__TO BE DONE__:
List every line of the material below that contains the string "backdrop", matching uppercase and lowercase exactly.
************
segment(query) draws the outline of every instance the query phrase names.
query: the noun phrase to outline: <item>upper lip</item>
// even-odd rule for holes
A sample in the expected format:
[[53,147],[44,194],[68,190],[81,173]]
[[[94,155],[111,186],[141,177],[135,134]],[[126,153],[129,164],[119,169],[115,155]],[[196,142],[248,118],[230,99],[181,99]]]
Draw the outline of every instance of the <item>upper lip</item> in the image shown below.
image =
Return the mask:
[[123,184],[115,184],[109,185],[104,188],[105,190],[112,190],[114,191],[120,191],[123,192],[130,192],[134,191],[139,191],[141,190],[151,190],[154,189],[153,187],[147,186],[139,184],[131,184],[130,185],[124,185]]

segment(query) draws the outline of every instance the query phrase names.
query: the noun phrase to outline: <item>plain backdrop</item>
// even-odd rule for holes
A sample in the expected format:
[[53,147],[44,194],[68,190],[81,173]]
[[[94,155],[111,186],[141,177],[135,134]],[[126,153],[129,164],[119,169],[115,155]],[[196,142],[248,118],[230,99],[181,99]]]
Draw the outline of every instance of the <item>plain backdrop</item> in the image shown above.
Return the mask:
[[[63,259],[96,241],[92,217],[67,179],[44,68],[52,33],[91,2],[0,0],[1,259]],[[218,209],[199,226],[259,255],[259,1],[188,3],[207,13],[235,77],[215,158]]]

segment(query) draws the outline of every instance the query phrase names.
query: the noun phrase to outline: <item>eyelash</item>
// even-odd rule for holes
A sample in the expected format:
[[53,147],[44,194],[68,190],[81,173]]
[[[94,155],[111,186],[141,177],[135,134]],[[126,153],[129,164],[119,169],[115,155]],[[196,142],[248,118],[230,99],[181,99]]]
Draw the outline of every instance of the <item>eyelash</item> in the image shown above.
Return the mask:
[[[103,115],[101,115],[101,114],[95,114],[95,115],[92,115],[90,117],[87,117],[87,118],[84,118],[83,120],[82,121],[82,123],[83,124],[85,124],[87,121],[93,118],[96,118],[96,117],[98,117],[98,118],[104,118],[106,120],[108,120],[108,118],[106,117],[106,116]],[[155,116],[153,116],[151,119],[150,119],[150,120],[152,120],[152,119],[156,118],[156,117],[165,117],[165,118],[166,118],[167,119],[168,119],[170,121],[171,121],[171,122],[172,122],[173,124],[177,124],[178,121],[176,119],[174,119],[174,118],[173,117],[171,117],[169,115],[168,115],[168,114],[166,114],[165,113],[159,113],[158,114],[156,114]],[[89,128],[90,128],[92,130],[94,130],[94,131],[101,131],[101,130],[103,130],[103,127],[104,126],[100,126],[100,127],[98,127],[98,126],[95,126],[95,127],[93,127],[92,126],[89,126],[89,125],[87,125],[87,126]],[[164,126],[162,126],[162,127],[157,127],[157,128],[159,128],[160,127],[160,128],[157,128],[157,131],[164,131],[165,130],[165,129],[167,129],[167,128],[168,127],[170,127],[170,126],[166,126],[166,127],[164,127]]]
************
__RESPONSE TO THE TASK__:
query: the noun phrase to outline: <item>plain backdrop</item>
Draw the outline of every instance of the <item>plain backdrop</item> in the image shown above.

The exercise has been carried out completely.